(Data listing)
________________________
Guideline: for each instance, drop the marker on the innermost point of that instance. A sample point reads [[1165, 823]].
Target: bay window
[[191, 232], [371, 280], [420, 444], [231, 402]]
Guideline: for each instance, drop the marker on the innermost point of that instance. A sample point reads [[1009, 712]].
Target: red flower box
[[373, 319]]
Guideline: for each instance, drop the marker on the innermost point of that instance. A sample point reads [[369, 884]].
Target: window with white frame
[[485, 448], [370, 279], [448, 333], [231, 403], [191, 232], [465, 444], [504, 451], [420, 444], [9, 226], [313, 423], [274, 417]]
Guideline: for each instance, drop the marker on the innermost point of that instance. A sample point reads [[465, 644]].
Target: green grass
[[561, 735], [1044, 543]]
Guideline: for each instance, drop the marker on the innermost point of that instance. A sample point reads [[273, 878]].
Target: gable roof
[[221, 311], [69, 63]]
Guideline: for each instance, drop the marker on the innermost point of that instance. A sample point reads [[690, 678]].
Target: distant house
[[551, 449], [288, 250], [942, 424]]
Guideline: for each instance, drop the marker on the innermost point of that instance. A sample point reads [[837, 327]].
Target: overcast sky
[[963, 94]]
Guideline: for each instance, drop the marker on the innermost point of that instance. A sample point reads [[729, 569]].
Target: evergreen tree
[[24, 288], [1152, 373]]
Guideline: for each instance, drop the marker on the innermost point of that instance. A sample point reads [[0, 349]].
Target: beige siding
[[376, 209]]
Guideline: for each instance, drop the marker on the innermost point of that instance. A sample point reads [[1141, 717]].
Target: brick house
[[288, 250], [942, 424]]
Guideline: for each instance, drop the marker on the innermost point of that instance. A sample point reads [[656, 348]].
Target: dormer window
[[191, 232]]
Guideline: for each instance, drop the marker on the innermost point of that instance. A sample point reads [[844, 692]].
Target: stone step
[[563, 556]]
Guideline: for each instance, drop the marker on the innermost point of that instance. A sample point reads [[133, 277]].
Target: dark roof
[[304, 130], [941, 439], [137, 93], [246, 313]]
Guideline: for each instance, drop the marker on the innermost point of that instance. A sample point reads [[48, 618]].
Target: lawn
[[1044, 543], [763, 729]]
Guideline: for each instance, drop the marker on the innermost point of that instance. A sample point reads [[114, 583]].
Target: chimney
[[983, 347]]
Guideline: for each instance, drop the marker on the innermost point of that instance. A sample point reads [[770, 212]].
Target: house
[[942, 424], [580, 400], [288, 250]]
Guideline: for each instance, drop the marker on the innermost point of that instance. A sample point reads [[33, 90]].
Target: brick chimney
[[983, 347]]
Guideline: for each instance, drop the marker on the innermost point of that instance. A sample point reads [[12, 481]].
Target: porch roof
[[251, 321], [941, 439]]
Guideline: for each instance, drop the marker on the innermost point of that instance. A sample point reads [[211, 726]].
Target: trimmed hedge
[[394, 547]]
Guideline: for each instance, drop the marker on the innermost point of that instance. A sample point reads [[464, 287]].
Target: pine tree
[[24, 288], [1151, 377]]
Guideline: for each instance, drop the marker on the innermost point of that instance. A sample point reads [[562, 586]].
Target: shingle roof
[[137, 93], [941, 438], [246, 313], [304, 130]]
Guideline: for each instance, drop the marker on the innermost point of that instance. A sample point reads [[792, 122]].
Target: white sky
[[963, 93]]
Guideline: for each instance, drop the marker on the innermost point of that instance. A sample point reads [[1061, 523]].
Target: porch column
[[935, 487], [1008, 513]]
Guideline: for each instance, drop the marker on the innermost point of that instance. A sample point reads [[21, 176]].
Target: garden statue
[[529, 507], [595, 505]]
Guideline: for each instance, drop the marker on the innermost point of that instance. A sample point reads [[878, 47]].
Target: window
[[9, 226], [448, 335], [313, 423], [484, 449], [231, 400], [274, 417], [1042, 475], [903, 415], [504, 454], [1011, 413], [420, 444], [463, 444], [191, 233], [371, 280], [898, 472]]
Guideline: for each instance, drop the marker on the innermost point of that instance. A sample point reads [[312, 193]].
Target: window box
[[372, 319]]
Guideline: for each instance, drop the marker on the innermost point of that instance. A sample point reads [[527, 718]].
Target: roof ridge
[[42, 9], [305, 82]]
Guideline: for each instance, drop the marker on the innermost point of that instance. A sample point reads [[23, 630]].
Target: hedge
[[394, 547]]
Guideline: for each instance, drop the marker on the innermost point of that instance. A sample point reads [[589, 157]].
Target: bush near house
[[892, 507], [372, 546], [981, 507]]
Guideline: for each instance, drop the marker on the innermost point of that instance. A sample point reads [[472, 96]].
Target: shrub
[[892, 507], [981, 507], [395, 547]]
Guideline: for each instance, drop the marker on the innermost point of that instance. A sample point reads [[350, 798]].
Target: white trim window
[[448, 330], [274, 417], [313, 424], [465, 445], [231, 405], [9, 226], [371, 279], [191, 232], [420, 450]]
________________________
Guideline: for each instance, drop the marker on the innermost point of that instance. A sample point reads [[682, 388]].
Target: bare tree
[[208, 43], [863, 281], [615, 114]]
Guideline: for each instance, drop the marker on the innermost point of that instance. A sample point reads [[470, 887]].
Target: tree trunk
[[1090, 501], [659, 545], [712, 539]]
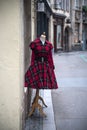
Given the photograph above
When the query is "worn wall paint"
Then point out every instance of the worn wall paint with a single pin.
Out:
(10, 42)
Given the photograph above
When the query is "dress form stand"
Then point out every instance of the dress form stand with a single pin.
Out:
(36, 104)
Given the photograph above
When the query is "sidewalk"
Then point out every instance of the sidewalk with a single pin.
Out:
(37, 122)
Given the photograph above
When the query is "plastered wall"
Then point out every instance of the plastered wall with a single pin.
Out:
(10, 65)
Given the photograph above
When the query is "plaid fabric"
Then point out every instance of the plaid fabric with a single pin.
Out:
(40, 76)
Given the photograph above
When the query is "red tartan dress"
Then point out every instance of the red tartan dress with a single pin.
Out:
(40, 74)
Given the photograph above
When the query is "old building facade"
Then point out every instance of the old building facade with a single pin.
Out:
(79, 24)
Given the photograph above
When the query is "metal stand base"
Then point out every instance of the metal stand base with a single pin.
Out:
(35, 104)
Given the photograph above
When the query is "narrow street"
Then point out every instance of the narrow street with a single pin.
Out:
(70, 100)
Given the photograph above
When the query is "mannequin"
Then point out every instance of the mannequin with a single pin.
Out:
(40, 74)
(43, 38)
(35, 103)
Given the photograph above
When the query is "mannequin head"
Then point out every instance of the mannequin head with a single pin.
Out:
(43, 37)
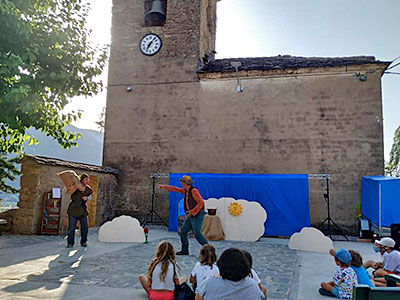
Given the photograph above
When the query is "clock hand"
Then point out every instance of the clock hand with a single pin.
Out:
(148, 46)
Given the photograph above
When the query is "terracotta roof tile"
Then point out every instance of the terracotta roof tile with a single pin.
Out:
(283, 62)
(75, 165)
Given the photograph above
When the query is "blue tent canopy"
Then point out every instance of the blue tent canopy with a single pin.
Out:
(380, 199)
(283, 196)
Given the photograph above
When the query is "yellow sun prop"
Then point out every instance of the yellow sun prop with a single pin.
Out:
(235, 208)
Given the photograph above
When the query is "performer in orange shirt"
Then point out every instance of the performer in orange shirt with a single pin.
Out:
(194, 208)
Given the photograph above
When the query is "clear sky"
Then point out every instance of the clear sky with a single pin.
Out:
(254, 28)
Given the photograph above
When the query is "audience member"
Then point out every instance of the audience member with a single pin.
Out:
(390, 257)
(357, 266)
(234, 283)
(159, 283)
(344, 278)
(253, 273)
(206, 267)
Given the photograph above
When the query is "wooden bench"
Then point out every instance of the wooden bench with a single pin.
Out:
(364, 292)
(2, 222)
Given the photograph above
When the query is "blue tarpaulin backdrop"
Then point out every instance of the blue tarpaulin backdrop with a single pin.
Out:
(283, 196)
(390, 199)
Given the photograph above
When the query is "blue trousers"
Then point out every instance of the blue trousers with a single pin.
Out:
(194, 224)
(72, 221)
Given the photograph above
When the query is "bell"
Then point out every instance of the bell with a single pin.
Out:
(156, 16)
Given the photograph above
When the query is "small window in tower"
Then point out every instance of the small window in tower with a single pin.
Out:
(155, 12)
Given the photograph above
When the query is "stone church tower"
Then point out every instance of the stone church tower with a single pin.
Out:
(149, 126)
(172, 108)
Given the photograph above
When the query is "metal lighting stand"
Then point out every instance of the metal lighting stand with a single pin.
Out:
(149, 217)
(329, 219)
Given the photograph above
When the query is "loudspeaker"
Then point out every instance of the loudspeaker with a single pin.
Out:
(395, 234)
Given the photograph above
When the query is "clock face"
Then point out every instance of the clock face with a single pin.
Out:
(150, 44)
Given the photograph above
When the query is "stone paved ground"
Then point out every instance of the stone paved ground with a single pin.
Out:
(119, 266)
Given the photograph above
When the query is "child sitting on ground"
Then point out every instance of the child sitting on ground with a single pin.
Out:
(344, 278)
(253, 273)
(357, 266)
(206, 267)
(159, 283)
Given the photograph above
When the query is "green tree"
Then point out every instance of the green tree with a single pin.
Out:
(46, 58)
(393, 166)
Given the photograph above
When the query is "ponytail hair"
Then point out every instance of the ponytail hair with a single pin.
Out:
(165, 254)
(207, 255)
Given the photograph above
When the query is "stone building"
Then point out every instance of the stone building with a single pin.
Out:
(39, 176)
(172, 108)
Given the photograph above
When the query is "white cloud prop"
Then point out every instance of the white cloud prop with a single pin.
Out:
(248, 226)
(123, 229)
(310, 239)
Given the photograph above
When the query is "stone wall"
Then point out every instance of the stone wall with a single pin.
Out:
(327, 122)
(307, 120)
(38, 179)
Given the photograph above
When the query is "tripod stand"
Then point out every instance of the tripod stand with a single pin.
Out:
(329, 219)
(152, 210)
________________________
> [AIM]:
Edit the lines from the one that contains "reads [[1165, 823]]." through the one that contains "[[563, 556]]", replacing "marker" with "pin" and leaving all else unchanged.

> [FULL SOLUTION]:
Guideline: for each instance, drop the pin on the innermost point of that instance. A sample point reads [[1165, 823]].
Target: bay window
[[191, 232], [371, 280], [420, 444], [231, 402]]
Guideline: for each instance, drop the pin on the innermost point of that instance. A sample point reads [[1009, 712]].
Target: red flower box
[[373, 319]]
Guideline: for each instance, drop the pin on the innermost point of that instance. A sample point reads [[369, 884]].
Target: window with white frame
[[485, 448], [370, 279], [448, 333], [231, 403], [191, 232], [465, 444], [504, 451], [420, 444], [9, 226], [313, 423], [274, 417]]
Guideline: for each instance, drop the pin on the innermost point of that instance. A sample point reads [[465, 644]].
Target: green grass
[[561, 735], [1044, 543]]
Guideline: for each instance, drop the pin on the innermost point of that instance. A sample point reads [[273, 878]].
Target: gable roof
[[221, 311], [69, 63]]
Guideline: for each instance, drop the pin on the innermost point of that instance. A sample point reads [[690, 678]].
Target: distant house
[[551, 449], [288, 250], [942, 424]]
Guideline: for each instance, drop the pin on the innermost point of that instance. A sample point reads [[837, 327]].
Target: overcast sky
[[963, 94]]
Guideline: for each instance, drop the pin on the innermost point of that instance. A sample point reads [[729, 569]].
Target: evergreen tree
[[24, 288], [1152, 373]]
Guideline: for each instance, drop the pin on the innermost point of that instance. A sample point reads [[0, 349]].
Target: beige siding
[[376, 209]]
Guideline: for each instance, drop the pin on the innermost point of that instance. A sample point reads [[1141, 717]].
Target: brick house
[[288, 250], [942, 424]]
Guideline: for each instance, drop the pin on the innermost point of that instance. A sample point reads [[656, 348]].
Target: dormer window
[[191, 232]]
Guideline: for each instance, drop the pin on the innermost point of that instance. A sample point reads [[844, 692]].
Target: stone step
[[563, 556]]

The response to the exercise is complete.